▸ **READING TEXT**
^^^^^^^^

Welcome to the Artificial Intelligence Outlook for Forex trading.
VIDEO TRANSCRIPT
U.S. Dollar Index ($DXY)

Hello everyone and welcome back. My name is Greg Firman and this is the Vantage Point AI market outlook for the week of December the 26th, 2022. Now, as one of the final outlooks for the calendar year, we can see that basically liquidity in the market is all but dried up. So we want to definitely limit our trade until we get into the first week of the new year when the banks are all back in. You’ve got volume coming back in. But where it currently stands right now, the dollar remains positive on the year, above its yearly opening price of 95,64. But below its weekly and its monthly opening price. The red is the monthly opening price. The greeny blue color is 104,87, the weekly opening price. But you can see that the Vantage point T-Cross long has slipped below the monthly opening price sometime ago, about a week ago.
So it’s still holding down at these particular levels, but we also have good, strong support down at the low of 103,44. Now, a number of pundits out there saying the dollar has got a top in, the dollar is done. That’s a half truth at best in my respectful opinion, because the dollar is a known seasonal pattern of strength between late January and usually mid to late March, even April, May of last year. This is a common thing. So I don’t think the dollar is necessarily done here and we still have a very aggressive Fed. But this is why we look at our VP indicators. Right now, our predicted differences are rising, and the dollar is still holding firmly above its yearly opening price. So when we look at the percentage move from 95,64, I think we’ve got up as high as 114 or so on the year.
So again, the dollar for two years in a row has again had another very strong year. Now, the indicators here going into the final week of the year, very slight advantage for dollar strength.
Gold

But we can’t ignore that we do have gold prices rising. Now gold again, approaching its yearly opening price, and as you can see that the sellers are just sitting there waiting to sell this thing. So the gold does remain bullish. You can see the original signal to buy gold back here. When we crossed our T-Cross long, we’ve had multiple replacements back to the T-Cross long, only for gold to extend higher.
The most recent was Thursday of this last week. So starting the week, we’re looking at gold is still positive on the month. 17,68, gold remains bullish, slightly bullish while above that particular level. However, we have the yearly opening price at 18,29, and gold has not been above that level for some time. Now, there’s far a lot more talk of recession fears, et cetera. But you can see that as the Fed started aggressively hiking rates that that sent gold considerably lower throughout the calendar year after March. Now again, this weakness in that a lot of that had to do with the dollar strength and the Fed.
So if the Fed decides he is going to back off a little bit here after the first quarter, then gold may be able to rise. But again, that’s left to be seen. So as we move into the final week of the year, we can assess that our T-Cross long 17 87, 56, we need to stay above this level if gold is to remain bullish. Now, if we’re buying that, I do, I would recommend that if you can afford so, that stops would be below the monthly opening prices. Because again, if it’s being forecasted that gold, the known seasonal pattern in gold, excuse me, that it does very well in the month of December. But all of the other things that normally do well in the month of December, the stock market, oil contracts, they’re not doing well. So this is not a normal calendar year.
So again, gold remains pressure to the upside as long as we stay above 17,87.

^^^^^^^^

▸ **RAW RECORDS**
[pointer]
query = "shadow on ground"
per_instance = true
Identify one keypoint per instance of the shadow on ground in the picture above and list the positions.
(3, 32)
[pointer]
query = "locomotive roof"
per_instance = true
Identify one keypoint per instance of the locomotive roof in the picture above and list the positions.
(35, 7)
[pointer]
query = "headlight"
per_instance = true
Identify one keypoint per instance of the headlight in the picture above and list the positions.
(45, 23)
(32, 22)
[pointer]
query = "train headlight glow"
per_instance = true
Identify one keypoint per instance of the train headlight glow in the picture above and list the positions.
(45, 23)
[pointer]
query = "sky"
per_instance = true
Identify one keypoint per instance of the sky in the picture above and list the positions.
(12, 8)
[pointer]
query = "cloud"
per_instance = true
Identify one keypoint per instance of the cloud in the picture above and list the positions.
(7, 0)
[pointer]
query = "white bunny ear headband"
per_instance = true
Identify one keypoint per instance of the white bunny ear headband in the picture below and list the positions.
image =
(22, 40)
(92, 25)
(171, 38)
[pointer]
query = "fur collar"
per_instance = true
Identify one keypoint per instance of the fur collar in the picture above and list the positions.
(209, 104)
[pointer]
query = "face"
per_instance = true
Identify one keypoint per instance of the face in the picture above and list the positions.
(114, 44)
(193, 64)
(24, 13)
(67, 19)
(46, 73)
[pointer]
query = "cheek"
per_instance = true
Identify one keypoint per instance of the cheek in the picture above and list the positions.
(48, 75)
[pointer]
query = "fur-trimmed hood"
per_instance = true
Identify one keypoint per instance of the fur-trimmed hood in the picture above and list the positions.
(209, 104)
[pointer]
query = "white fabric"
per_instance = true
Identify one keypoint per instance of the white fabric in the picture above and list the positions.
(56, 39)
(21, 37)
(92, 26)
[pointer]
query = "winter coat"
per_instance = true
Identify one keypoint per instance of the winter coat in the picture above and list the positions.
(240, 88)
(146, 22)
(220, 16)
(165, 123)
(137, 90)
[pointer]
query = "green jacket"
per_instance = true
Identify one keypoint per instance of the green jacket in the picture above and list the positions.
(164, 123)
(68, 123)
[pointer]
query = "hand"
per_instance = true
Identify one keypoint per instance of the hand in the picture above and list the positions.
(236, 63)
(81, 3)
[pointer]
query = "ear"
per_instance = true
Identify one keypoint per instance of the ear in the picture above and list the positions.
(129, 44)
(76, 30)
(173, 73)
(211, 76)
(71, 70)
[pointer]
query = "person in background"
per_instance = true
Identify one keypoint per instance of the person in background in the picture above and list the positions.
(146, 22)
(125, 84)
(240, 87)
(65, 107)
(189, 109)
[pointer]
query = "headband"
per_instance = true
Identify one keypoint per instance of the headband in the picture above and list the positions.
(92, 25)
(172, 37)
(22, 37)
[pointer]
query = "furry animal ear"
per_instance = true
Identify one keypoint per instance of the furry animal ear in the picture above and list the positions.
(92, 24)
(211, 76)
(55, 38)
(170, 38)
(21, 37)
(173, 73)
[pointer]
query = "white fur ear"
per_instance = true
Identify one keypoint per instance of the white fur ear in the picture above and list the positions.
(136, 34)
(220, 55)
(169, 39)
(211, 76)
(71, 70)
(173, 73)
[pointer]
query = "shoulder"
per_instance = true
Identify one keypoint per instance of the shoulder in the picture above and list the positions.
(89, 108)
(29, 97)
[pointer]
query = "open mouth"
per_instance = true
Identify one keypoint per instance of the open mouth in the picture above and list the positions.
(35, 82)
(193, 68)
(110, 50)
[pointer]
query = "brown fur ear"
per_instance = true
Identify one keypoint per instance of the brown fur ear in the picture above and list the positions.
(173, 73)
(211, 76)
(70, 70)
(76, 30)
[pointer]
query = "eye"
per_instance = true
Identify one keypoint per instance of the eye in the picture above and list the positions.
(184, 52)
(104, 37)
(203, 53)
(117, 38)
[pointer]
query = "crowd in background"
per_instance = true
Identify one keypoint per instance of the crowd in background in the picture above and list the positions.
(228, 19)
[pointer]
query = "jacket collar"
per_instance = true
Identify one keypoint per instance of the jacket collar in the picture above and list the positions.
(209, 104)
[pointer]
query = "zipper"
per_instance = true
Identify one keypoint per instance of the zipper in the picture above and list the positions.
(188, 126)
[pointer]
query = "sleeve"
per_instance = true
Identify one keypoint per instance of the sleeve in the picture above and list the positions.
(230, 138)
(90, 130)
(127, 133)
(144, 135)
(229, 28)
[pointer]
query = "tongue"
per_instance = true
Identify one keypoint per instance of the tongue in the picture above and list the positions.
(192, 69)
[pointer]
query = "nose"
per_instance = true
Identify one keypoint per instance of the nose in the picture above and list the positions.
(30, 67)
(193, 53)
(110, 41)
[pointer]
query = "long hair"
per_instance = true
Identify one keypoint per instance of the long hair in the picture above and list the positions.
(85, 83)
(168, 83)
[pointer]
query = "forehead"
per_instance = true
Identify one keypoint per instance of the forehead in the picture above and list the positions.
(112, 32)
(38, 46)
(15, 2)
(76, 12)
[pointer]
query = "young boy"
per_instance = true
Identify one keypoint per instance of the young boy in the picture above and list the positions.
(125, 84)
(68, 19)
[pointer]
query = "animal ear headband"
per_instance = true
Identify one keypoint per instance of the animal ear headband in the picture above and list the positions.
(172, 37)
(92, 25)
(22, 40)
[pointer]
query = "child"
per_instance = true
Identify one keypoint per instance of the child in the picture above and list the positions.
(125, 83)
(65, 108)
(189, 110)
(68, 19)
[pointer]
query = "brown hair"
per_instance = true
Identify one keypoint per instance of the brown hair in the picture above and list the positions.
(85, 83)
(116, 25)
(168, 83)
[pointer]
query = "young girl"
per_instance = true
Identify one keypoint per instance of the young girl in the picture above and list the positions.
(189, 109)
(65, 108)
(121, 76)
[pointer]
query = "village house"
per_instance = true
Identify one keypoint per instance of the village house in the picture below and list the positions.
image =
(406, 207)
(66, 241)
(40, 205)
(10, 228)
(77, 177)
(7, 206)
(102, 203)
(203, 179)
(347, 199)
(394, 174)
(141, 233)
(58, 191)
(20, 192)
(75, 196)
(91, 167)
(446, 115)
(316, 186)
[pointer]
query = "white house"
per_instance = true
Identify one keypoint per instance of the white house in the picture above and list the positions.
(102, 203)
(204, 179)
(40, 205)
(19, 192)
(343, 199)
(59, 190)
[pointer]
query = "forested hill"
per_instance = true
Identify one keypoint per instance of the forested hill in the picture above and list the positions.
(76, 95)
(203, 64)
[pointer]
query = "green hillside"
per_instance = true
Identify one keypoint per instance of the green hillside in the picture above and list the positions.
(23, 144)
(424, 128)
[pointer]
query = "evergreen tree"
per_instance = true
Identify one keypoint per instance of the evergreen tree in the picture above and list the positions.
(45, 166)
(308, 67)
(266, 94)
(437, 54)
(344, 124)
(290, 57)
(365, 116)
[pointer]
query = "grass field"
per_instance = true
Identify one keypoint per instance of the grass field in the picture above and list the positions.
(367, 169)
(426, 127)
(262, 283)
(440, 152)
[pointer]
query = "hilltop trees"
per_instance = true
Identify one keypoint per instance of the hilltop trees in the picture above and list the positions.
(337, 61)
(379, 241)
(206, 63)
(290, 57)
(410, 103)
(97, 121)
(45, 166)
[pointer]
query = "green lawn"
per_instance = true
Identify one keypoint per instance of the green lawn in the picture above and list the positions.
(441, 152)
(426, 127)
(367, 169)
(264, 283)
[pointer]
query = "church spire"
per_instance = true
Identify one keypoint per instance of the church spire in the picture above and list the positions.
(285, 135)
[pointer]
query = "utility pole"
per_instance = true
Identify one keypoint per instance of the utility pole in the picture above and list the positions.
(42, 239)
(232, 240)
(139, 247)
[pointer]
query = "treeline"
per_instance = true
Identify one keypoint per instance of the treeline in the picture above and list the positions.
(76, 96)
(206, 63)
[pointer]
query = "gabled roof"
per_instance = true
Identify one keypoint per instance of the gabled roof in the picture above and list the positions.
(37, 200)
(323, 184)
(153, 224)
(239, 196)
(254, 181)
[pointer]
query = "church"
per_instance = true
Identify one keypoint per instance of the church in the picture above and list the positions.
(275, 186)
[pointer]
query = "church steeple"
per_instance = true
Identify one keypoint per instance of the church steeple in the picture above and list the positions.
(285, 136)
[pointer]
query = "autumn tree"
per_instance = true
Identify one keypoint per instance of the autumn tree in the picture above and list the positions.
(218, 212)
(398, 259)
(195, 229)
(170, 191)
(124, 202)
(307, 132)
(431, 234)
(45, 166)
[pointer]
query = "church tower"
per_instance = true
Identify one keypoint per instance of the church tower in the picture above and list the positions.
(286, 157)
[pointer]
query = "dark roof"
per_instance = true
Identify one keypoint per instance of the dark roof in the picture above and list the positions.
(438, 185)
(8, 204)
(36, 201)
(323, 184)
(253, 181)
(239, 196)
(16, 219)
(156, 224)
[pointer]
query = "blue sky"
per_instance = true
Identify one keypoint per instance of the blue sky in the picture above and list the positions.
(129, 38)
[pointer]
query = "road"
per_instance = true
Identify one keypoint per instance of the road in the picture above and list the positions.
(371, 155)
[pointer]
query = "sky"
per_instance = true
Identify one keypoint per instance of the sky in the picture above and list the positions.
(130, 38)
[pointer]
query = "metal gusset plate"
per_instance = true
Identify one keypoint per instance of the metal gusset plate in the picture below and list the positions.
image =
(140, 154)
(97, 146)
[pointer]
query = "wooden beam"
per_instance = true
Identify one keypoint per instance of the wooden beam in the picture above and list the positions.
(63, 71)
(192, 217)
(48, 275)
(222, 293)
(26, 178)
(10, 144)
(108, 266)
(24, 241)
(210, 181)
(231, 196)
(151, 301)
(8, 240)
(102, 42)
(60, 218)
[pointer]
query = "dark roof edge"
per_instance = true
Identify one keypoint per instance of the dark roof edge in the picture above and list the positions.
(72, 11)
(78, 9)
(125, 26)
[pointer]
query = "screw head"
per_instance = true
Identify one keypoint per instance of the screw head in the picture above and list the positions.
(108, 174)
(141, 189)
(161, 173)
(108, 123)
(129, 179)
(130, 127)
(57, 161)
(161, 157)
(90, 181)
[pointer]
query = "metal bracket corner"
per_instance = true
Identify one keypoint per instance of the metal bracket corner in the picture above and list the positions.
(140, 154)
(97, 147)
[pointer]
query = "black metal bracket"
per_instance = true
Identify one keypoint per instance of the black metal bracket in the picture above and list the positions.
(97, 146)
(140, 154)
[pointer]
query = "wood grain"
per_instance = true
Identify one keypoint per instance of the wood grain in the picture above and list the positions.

^^^^^^^^

▸ **TASK INSTRUCTIONS**
**A)** From the market outlook transcript above, reproduce the part that opens with the words containing "So again, the" and closes with "for dollar strength.".
**B)** According to the market outlook transcript, during which months does the dollar show a known seasonal pattern of strength?
**C)** In the market outlook transcript, why does the speaker reject the claim that the dollar has topped out and is done?

▸ **PER-TASK ANSWERS**
**A)**
So again, the dollar for two years in a row has again had another very strong year. Now, the indicators here going into the final week of the year, very slight advantage for dollar strength.

**B)** Between late January and usually mid to late March.

**C)** The speaker calls that claim a half truth at best because the dollar has a known seasonal pattern of strength from late January to usually mid to late March. The speaker also notes that the Fed is still very aggressive.